Passage given:
● ● ● ●

[GitHub] [tvm] tkonolige commented on a change in pull request #8479: [TOPI][CUDA] Improve the performance of scatter_nd

GitBox Wed, 21 Jul 2021 09:43:36 -0700


tkonolige commented on a change in pull request #8479:
URL: https://github.com/apache/tvm/pull/8479#discussion_r674157231




##########
File path: python/tvm/topi/cuda/scatter.py
##########
@@ -793,36 +794,51 @@ def gen_ir(data_ptr, indices_ptr, updates_ptr, out_ptr):
         # work well when these dimensions are large enough to saturate memory
         # bandwidth, but performance will be bad when these dimensions are
         # small.
-        bx = te.thread_axis("blockIdx.x")
-        tx = te.thread_axis("threadIdx.x")
+
+        # For better performance, we introduce blockIdx.y to implement 
for-loops
+        # within one thread.
+        # Atomic_add guarantees correctness when mode=="add"
+
         max_threads = 
int(tvm.target.Target.current(allow_none=False).max_num_threads)
         tdim = min(max_threads, fused_updates_dimension)
-        ib.scope_attr(tx, "thread_extent", tdim)
-        bdim = ceil_div(fused_updates_dimension, tdim)
-        ib.scope_attr(bx, "thread_extent", bdim)
-
-        # Copy data into the output. This loop writes to the same portions of
-        # memory as the following loop, so we do not need a memory sync.

● ● ● ●

Job: Pick up the scatter_nd pull request diff after its last line and write the lines that follow.

● ● ● ●

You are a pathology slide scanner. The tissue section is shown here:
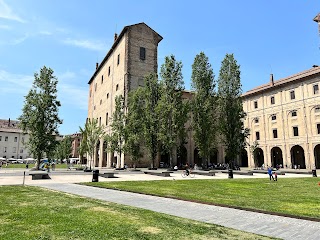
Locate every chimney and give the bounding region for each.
[270,73,274,86]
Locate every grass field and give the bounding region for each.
[86,177,320,219]
[2,163,77,169]
[0,186,276,240]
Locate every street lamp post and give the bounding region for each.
[313,13,320,48]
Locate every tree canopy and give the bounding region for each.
[18,66,62,168]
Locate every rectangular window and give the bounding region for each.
[256,132,260,140]
[313,84,319,94]
[272,129,278,138]
[290,91,296,100]
[140,47,146,60]
[270,96,275,104]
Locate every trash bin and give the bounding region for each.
[312,169,317,177]
[228,169,233,178]
[92,170,99,182]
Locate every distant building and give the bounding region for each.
[242,66,320,169]
[0,118,31,159]
[88,23,162,167]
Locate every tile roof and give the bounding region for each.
[242,66,320,97]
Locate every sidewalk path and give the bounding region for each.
[33,183,320,240]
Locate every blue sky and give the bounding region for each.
[0,0,320,134]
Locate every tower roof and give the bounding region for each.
[88,22,163,84]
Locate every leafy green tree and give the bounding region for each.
[157,55,188,167]
[18,66,62,169]
[143,73,160,168]
[106,95,125,167]
[218,54,249,168]
[83,118,105,170]
[191,52,217,167]
[124,88,145,166]
[55,136,72,162]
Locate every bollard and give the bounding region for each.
[312,169,317,177]
[23,171,26,186]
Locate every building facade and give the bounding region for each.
[88,23,162,167]
[242,66,320,169]
[0,119,31,159]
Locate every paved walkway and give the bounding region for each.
[33,182,320,240]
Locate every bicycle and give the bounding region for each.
[181,169,195,178]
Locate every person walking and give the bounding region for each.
[268,167,275,181]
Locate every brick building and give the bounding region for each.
[242,66,320,169]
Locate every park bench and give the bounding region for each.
[99,172,115,178]
[221,170,253,175]
[29,171,51,180]
[144,171,172,177]
[192,170,217,176]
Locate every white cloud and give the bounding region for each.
[0,25,11,30]
[63,38,106,51]
[39,31,53,36]
[0,69,34,94]
[0,0,25,23]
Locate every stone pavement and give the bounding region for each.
[34,182,320,240]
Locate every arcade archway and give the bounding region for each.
[253,148,264,167]
[177,146,188,166]
[290,145,306,168]
[193,148,202,166]
[271,147,283,167]
[314,144,320,169]
[240,149,248,167]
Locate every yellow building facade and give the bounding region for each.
[242,66,320,169]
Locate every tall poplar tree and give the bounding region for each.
[191,52,217,168]
[143,73,160,168]
[157,55,188,167]
[106,95,125,167]
[124,88,145,168]
[18,66,62,169]
[218,54,248,168]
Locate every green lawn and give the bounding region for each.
[0,186,276,240]
[2,163,73,169]
[85,176,320,219]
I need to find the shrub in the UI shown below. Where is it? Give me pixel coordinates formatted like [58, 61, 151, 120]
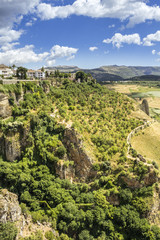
[0, 222, 17, 240]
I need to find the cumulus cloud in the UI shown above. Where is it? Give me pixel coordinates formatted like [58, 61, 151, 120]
[0, 27, 23, 46]
[143, 31, 160, 46]
[103, 33, 141, 48]
[89, 47, 98, 52]
[0, 0, 39, 28]
[0, 45, 49, 66]
[0, 43, 78, 66]
[152, 49, 156, 55]
[37, 0, 160, 26]
[46, 45, 78, 66]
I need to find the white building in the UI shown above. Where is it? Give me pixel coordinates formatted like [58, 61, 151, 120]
[35, 70, 45, 79]
[0, 64, 14, 78]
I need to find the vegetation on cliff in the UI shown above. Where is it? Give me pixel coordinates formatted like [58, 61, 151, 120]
[0, 79, 160, 240]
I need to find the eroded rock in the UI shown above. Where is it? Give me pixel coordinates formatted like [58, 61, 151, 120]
[0, 189, 21, 223]
[64, 128, 95, 181]
[0, 93, 12, 118]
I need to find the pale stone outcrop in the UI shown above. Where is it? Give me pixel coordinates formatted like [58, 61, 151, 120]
[0, 189, 21, 223]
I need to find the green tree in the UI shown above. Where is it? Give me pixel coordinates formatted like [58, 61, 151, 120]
[16, 67, 27, 79]
[76, 71, 86, 82]
[0, 222, 17, 240]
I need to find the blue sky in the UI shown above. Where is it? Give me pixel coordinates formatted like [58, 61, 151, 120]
[0, 0, 160, 69]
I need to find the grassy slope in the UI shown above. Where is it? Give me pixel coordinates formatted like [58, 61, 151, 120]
[132, 122, 160, 167]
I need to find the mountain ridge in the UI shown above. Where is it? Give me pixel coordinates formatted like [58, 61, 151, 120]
[44, 65, 160, 82]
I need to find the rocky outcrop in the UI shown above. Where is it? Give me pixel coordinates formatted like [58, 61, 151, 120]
[56, 157, 75, 182]
[0, 189, 21, 223]
[0, 189, 59, 240]
[64, 128, 96, 181]
[140, 99, 149, 116]
[120, 176, 142, 189]
[143, 167, 158, 186]
[0, 93, 12, 118]
[0, 122, 29, 162]
[119, 166, 158, 189]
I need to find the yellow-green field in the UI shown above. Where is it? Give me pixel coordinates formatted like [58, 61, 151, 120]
[131, 122, 160, 167]
[107, 84, 160, 119]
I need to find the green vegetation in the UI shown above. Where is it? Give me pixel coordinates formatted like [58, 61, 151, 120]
[0, 79, 160, 240]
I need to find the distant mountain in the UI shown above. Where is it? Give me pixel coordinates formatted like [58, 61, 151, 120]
[45, 65, 160, 82]
[129, 75, 160, 81]
[46, 65, 80, 72]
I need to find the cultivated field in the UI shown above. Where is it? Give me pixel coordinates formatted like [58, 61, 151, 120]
[108, 84, 160, 120]
[131, 122, 160, 167]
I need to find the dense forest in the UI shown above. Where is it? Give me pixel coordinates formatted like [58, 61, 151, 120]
[0, 79, 160, 240]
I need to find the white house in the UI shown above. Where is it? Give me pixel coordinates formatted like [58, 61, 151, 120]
[35, 70, 45, 79]
[0, 64, 14, 78]
[27, 69, 45, 79]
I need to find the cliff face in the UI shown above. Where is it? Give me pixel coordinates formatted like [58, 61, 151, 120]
[64, 128, 95, 181]
[0, 93, 12, 118]
[0, 189, 21, 223]
[0, 122, 29, 162]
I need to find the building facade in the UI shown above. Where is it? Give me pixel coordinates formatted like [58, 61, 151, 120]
[27, 69, 45, 79]
[0, 64, 14, 78]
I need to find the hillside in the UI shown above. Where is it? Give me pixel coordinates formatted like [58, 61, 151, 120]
[0, 80, 160, 240]
[46, 65, 160, 82]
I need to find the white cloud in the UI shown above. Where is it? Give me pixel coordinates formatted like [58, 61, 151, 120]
[26, 21, 33, 27]
[152, 49, 156, 55]
[0, 43, 78, 66]
[37, 0, 160, 26]
[0, 42, 19, 52]
[0, 0, 39, 28]
[0, 45, 49, 66]
[108, 24, 115, 28]
[89, 47, 98, 52]
[46, 45, 78, 67]
[51, 45, 78, 58]
[0, 27, 23, 46]
[26, 17, 37, 27]
[103, 33, 141, 48]
[143, 31, 160, 46]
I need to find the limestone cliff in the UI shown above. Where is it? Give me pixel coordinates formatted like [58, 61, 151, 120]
[0, 189, 21, 223]
[64, 128, 96, 181]
[0, 93, 12, 118]
[0, 189, 59, 240]
[0, 122, 29, 162]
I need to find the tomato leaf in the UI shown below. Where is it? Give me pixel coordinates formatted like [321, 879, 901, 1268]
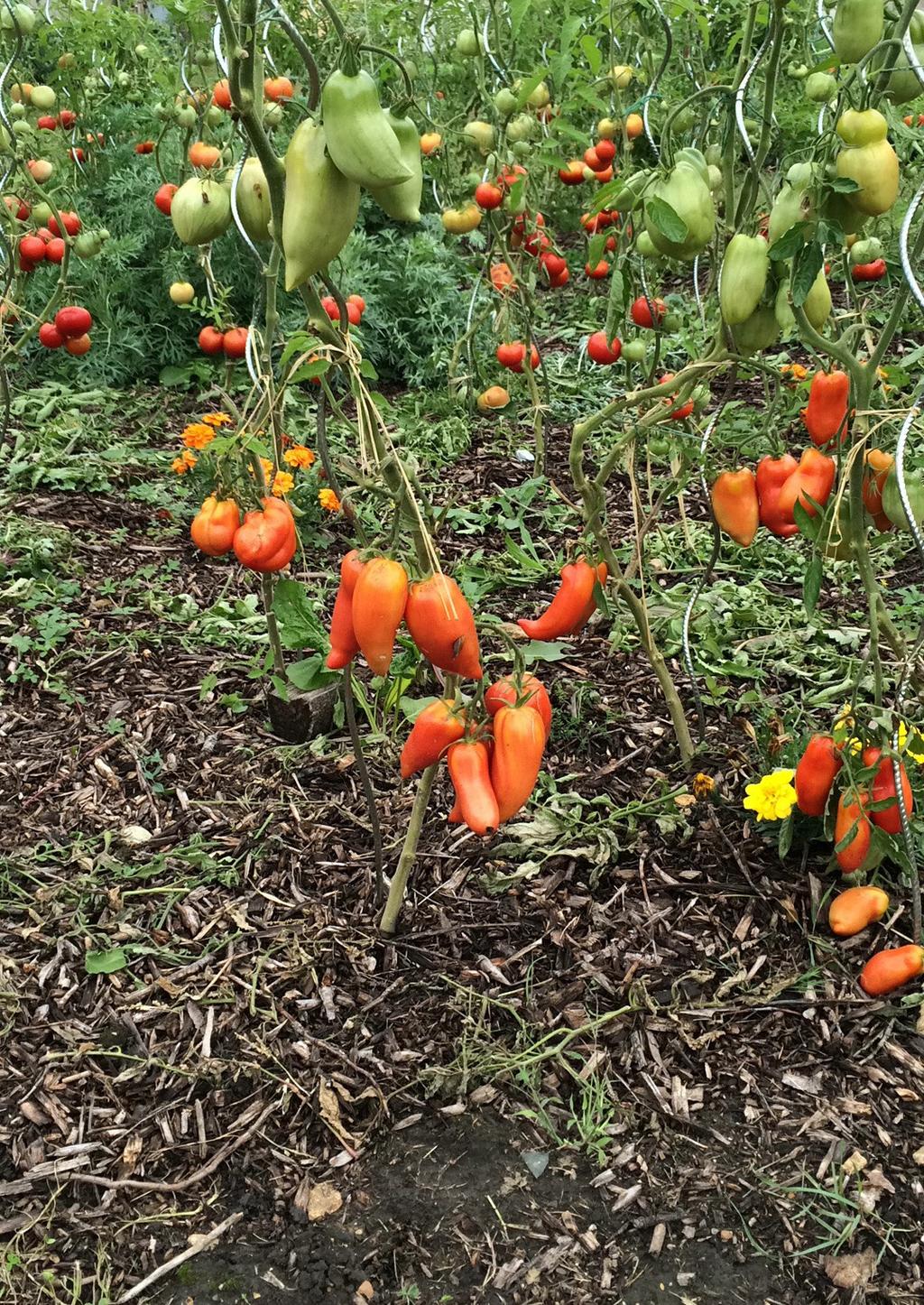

● ● ● ●

Solved problem:
-        with ib.for_range(0, ceil_div(fused_shape, fused_updates_dimension), 
name="i") as i:
-            index = i * fused_updates_dimension + bx * tdim + tx
-            with ib.if_scope(bx * tdim + tx < fused_updates_dimension):
+
+        with ib.new_scope():
+            bdim = ceil_div(fused_shape, tdim)
+            bx = te.thread_axis("blockIdx.x")
+            tx = te.thread_axis("threadIdx.x")
+            ib.scope_attr(bx, "thread_extent", bdim)
+            ib.scope_attr(tx, "thread_extent", tdim)
+
+            index = bx * tdim + tx
+            with ib.if_scope(index < fused_shape):
                 out[index] = data[index]
 
-        with ib.for_range(0, fused_indices_dimension) as i:
+        with ib.new_scope():
+            bdim_x = ceil_div(fused_updates_dimension, tdim)
+            bdim_y = fused_indices_dimension
+            bx = te.thread_axis("blockIdx.x")
+            by = te.thread_axis("blockIdx.y")
+            tx = te.thread_axis("threadIdx.x")
+            ib.scope_attr(bx, "thread_extent", bdim_x)
+            ib.scope_attr(by, "thread_extent", bdim_y)
+            ib.scope_attr(tx, "thread_extent", tdim)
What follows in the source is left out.